Stated goal
Reproduce the data below verbatim, from its first line through the line containing "pixel 778 395", both included. Omit the pictures from your response.

(Rows from a dataset)
========================================================================

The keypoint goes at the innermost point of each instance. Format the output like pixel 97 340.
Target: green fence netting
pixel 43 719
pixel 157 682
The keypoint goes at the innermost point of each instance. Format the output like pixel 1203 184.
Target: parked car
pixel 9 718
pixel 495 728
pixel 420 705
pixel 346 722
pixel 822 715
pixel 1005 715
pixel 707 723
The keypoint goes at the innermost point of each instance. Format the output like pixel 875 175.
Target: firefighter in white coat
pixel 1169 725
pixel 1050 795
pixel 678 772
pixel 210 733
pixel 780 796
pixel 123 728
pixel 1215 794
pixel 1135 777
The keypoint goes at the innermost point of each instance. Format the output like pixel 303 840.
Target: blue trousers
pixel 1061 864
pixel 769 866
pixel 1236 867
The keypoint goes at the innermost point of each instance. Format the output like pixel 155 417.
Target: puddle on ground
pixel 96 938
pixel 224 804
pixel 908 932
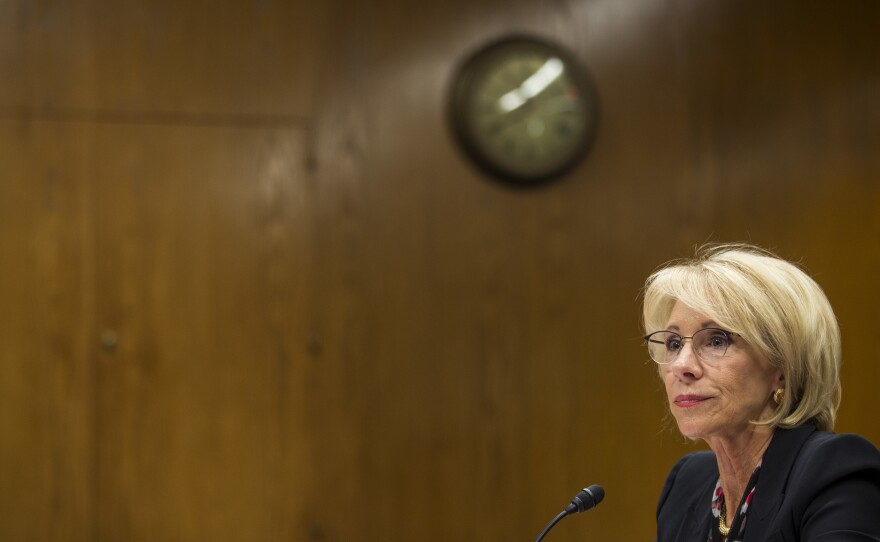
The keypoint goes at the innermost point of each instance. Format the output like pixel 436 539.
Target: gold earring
pixel 778 395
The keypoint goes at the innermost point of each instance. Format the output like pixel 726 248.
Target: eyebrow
pixel 707 323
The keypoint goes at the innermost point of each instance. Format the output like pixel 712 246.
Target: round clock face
pixel 523 110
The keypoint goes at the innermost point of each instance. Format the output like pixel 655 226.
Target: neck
pixel 737 458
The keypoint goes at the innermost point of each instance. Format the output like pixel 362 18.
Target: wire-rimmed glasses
pixel 710 344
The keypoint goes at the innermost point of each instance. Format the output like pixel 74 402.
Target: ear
pixel 780 379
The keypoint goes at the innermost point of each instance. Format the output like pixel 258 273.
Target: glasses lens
pixel 663 346
pixel 711 344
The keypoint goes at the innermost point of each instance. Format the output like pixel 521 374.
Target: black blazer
pixel 813 486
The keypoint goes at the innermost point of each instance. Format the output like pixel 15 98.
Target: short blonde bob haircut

========================================================================

The reply
The keypoint goes at the innermost point of each instance. Format the output like pixel 97 340.
Target: green fence netting
pixel 43 719
pixel 157 682
The keypoint goes at the innermost point of each instance. Format the output like pixel 1203 184.
Target: parked car
pixel 9 718
pixel 495 728
pixel 420 705
pixel 346 722
pixel 822 715
pixel 1005 715
pixel 707 723
The keypoint goes at the innermost point of each instance. Format the output like pixel 875 175.
Target: firefighter in white coat
pixel 1169 725
pixel 1050 795
pixel 678 772
pixel 210 733
pixel 780 796
pixel 123 728
pixel 1215 794
pixel 1135 777
The keypoint goes at the innermost point of each instance. Format the output like pixel 303 840.
Target: blue trousers
pixel 1061 864
pixel 769 866
pixel 1236 867
The keypoint goes at the innermost point of each instance. Format the output like pixel 155 417.
Target: puddle on ground
pixel 96 938
pixel 224 804
pixel 908 932
The keypoint goes at the innermost point of each instance. Format the output like pixel 436 539.
Target: gold earring
pixel 778 395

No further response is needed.